» Extract to read
%%
We shall now follow the principal explorations made within the limits of the future United States, by the SPAINIARDS, FRENCH, ENGLISH, and DUTCH. The Spaniards explored mainly the southern portion of North America, the French the northern, and the English the middle portion along the coast.
Feeling in Spain.—America, at this time, was to the Spaniard a land of vague, but magnificent promise, where the simple natives wore unconsciously the costliest gems, and the sands of the rivers sparkled with gold. Every returning ship brought fresh news to quicken the pulse of Spanish enthusiasm. Now, Cortez had taken Mexico, and reveled in the wealth of the Montezumas; now, Pizarro had conquered Peru, and captured the riches of the Incas; now, Magellan, sailing through the straits which bear his name, had crossed the Pacific, and his vessel returning home by the Cape of Good Hope, had circumnavigated the globe. Men of the highest rank and culture, warriors, adventurers, all flocked to the new world. Soon Cuba, Hispaniola, Porto Rico, and Jamaica were settled, and ruled by Spanish governors. Among the Spanish explorers of the sixteenth century we notice the following:
PONCE DE LEON (pon'-tha-da-la-on') was a gallant soldier, but an old man, and in disgrace. He coveted the glory of conquest to restore his tarnished reputation, and, besides, he had heard of a magical fountain in this fairy land, where one might bathe and be young again. Accordingly he equipped an expedition, and sailed in search of this fabled treasure. On Easter Sunday (Pascua Florida, in Spanish), 1512, he came in sight of a land gay with spring flowers. In honor of the day, he called it Florida. He sailed along the coast, and landed here and there, but returned home at last, an old man still, haying found neither youth, gold, nor glory.
[Footnote: About eight years afterward, De Ayllon (da-ile-yon') made a kidnapping expedition to what is now known as South Carolina. Desiring to obtain laborers for the mines and plantations in Hayti, he invited some of the natives on board his vessels, and, when they were all below, he suddenly closed the hatches and set sail. The speculation, however, did not turn out profitably. One vessel sank with all on board, and many, preferring starvation to slavery, died on the voyage. History tells us that in 1525, when De Ayllon went back with the intention of settling the country, the Indians practised upon him the lesson of cruelty he had taught them. His men were lured into the interior. Their entertainers, falling upon them at night, slew the larger part, and De Ayllon was only too glad to escape with his life.]
BALBOA crossed the Isthmus of Darien the next year, and from the summit of the Andes beheld the wide expanse of the Pacific Ocean. Wading into its waters with his naked sword in one hand, and the banner of Castile (kas-teel) in the other, he solemnly declared that the ocean, and all the shores which it might touch, belonged to the crown of Spain forever.
%%
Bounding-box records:
%%
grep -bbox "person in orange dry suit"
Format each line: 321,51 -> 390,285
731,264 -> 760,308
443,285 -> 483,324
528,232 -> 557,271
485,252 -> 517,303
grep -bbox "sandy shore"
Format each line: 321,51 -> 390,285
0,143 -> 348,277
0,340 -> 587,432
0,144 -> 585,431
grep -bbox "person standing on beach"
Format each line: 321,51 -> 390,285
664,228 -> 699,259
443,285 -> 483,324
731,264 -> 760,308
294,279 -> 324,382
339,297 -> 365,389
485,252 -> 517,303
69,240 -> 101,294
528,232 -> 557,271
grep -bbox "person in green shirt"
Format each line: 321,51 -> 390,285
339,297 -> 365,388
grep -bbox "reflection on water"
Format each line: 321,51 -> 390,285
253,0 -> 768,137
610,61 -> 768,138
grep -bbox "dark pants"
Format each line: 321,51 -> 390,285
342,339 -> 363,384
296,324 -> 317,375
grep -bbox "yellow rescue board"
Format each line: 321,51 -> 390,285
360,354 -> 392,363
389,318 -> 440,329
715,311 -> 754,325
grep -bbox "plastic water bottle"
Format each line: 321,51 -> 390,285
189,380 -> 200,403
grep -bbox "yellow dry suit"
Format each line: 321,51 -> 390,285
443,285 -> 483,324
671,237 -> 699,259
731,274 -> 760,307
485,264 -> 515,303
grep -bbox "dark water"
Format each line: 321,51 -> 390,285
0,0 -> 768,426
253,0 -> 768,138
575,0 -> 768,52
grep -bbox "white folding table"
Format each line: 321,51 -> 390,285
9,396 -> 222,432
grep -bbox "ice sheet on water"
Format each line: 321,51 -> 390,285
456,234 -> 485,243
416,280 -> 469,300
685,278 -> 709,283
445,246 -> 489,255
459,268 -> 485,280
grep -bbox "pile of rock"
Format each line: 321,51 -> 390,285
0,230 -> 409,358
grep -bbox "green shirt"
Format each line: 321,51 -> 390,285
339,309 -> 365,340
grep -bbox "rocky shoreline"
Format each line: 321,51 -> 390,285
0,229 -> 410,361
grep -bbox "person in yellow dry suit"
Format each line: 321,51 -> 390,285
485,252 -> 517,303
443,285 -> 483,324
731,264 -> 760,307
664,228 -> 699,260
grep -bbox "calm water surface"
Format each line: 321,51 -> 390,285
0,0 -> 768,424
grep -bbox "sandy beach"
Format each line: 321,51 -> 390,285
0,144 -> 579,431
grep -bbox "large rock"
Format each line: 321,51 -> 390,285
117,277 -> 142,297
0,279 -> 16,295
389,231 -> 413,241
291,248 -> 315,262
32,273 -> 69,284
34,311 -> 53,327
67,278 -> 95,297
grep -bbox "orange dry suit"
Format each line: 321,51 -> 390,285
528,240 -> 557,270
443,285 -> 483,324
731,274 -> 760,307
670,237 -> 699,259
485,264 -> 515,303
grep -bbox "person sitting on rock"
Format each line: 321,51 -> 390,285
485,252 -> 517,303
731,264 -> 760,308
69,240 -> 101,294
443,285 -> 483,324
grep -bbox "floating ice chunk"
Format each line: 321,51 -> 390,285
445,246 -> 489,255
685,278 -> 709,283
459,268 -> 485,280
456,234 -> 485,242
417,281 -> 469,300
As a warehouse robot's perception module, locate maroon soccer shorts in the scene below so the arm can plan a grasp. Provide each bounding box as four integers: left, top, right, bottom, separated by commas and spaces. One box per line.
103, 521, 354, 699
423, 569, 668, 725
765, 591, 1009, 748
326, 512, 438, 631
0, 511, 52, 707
%%
» Task list
A - Answer the following about the passage on Spanish exploration of North America:
(i) What name did Ponce de Leon give the land he sighted in 1512, and in honor of what day?
(ii) To what present-day region did De Ayllon make his kidnapping expedition?
(iii) What did Balboa carry in each hand as he waded into the Pacific?
B - Write the next part of the passage on Spanish exploration of North America, beginning after its final sentence.

» Outputs in order
A -
(i) He named it Florida, in honor of Easter Sunday (Pascua Florida, in Spanish).
(ii) He went to what is now known as South Carolina.
(iii) He carried his naked sword in one hand and the banner of Castile in the other.

B -
DE NARVAEZ (nar-vah-eth) received a grant of Florida, and (1528) with 300 men attempted its conquest. Striking into the interior, they wandered about, lured on by the hope of finding gold. Wading through swamps, crossing deep rivers by swimming and by rafts, fighting the lurking Indians who incessantly harassed their path, and nearly perishing with hunger, they reached at last the Gulf of Mexico. Hastily constructing some crazy boats, they put to sea. After six weeks of peril and suffering, they were shipwrecked, and De Narvaez was lost. Six years afterward, four—the only survivors of this ill-fated expedition—reached the Spanish settlements on the Pacific coast.
[Illustration: DE SOTO'S MARCH]
FERDINAND DE SOTO, undismayed by these failures, undertook anew the conquest of Florida. He set out with 600 choice men, amid the fluttering of banners, the flourish of trumpets, and the gleaming of helmet and lance. For month after month this procession of cavaliers, priests, soldiers, and Indian captives strolled through the wilderness, wherever they thought gold might be found. They traversed what is now Georgia, Alabama, and Mississippi. In the third year of their wanderings (1541) they emerged upon the bank of the Mississippi. After another year of fruitless explorations, De Soto died. (See Map, Epoch I). At the dead of night his followers sank his body in the river, and the sullen waters buried his hopes and his ambition. "He had crossed a large part of the continent," says Bancroft, "and found nothing so remarkable as his burial-place." De Soto had been the soul of the company. When he died, the other adventurers were anxious only to get home in safety. They constructed boats and descended the river, little over half of this gallant array finally reaching the settlements in Mexico.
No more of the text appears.